• [Supplied passage]:
╭──

Brian Proctor, an Environment and Climate Change Canada meteorologist, said recent precipitation in Calgary has moisture levels trending in the right direction.

"It's not necessarily solving any issues, but it's helping to address some of the shorter-term concerns," Proctor said during an interview on Wednesday.

Calgary has seen measurable precipitation 16 out of 22 days in May, according to the weather station at the airport.

"Which is astounding, really, when you consider how dry it was earlier in the year," Proctor said.

With moderate to extreme drought conditions predicted in southern Alberta, Proctor said precipitation is helping tone those levels down slightly right now – but more moisture will be needed to get the province through the summer.

"Maybe we're improving it one category or so, but we're still looking for significant potential for drought out there on the landscape," he said.

"We're addressing short-term concerns but longer-term, we still need much, much more moisture than we've seen to really alleviate our long-term concerns."

High soil moisture is good news for dry land farmers, according to John Pomeroy, director, Global Water Futures Programme and USask Centre for Hydrology.

"It's up to 150 per cent from normal for Calgary, into southern Alberta."

River water used for cities and irrigation has improved as well, since the mountains have been getting precipitation, too, taking concerningly low snowpack levels up to about average.

"It looks like we will be out of the severe hydrological drought that we had," Pomeroy said.

╰──

• [Dataset entries]:
╭──

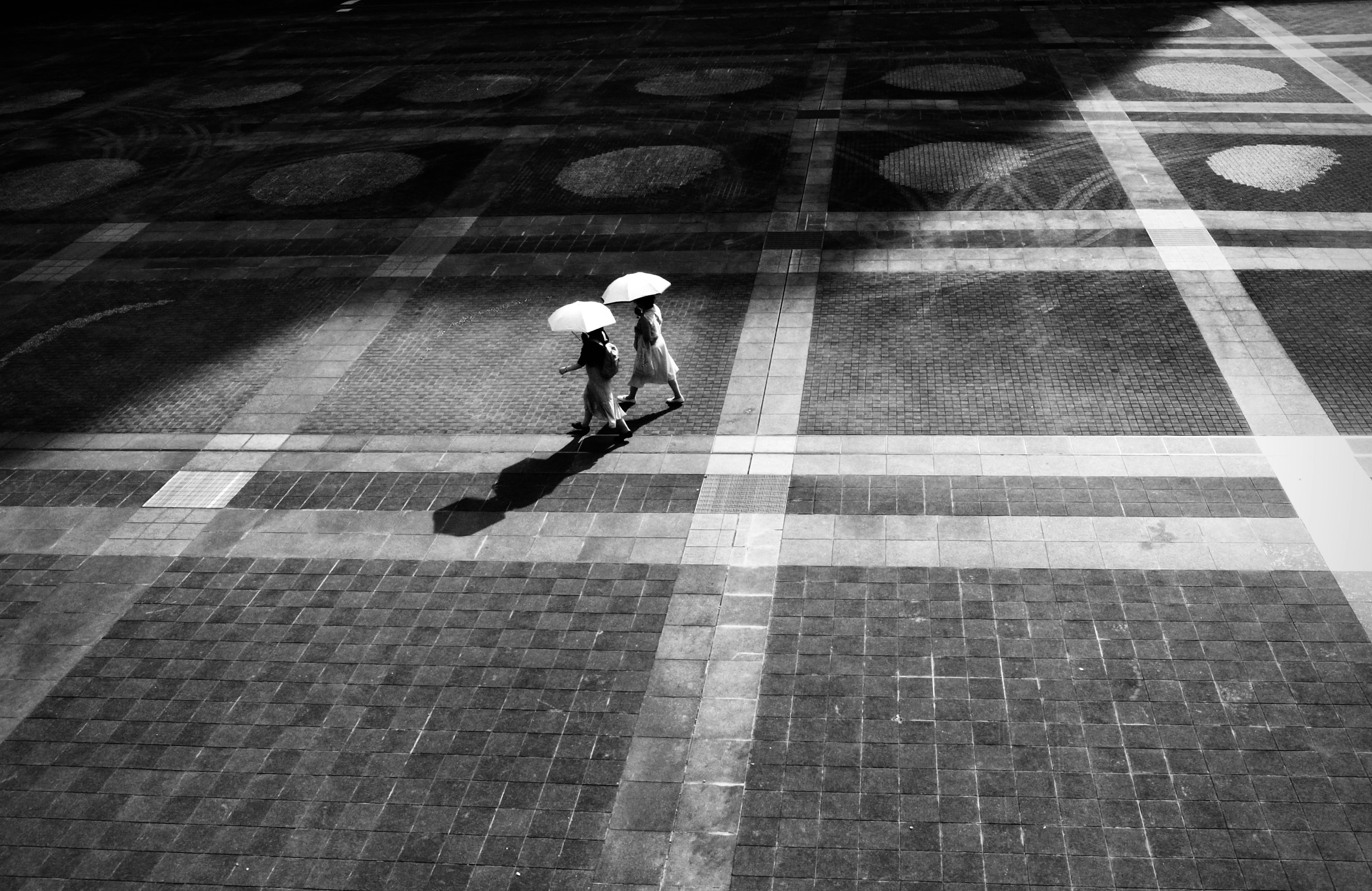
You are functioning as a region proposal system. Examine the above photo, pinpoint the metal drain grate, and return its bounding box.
[1148,229,1216,248]
[143,470,253,507]
[696,474,790,514]
[763,232,825,251]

╰──

• [Aim 1]:
Answer these questions from the article on Calgary's rainfall and drought outlook:
(a) Which agency employs meteorologist Brian Proctor?
(b) According to the airport weather station, on how many days in May did Calgary see measurable precipitation?
(c) What brought the concerningly low snowpack levels up to about average?
• [Aim 2]: Write the next part of the article on Calgary's rainfall and drought outlook, picking up after its final sentence.

• [Output 1]:
(a) Environment and Climate Change Canada.
(b) On 16 out of 22 days.
(c) Precipitation in the mountains.

• [Output 2]:
He says the Oldman River is the exception, with river levels not expected to benefit irrigation in that area. 

Despite a rainy May, the City of Calgary is still encouraging Calgarians to be mindful of their water use, especially outside.

"Based on the significant regional precipitation and cool temperatures we've experienced thus far this spring, drought conditions have improved for Calgary and the region, but we must remain prepared," the city said in an emailed statement on Wednesday.

"It's still early in the season and the summer could bring prolonged periods of hot, dry weather that could impact Calgary's water supply."

The city encourages residents to avoid watering if there is rain in the forecast, or after it's rained; only water in the early morning or evening and limit sprinkler use to four hours a week or less.

Flooding is still a risk for southern Alberta throughout the late spring and early summer, even with a dry start to the year.

"From May 15 to July 15 is the time when we can get those really big rains, and so that's why the city is on high alert during that season," said Sandy Davis, leader of river engineering with the City of Calgary.

With precipitation increasing as Calgary enters into flood season, the city said it is continually monitoring the weather and river levels.

"What drives flooding in Calgary are big rains in the mountains and the foothills," Davis said.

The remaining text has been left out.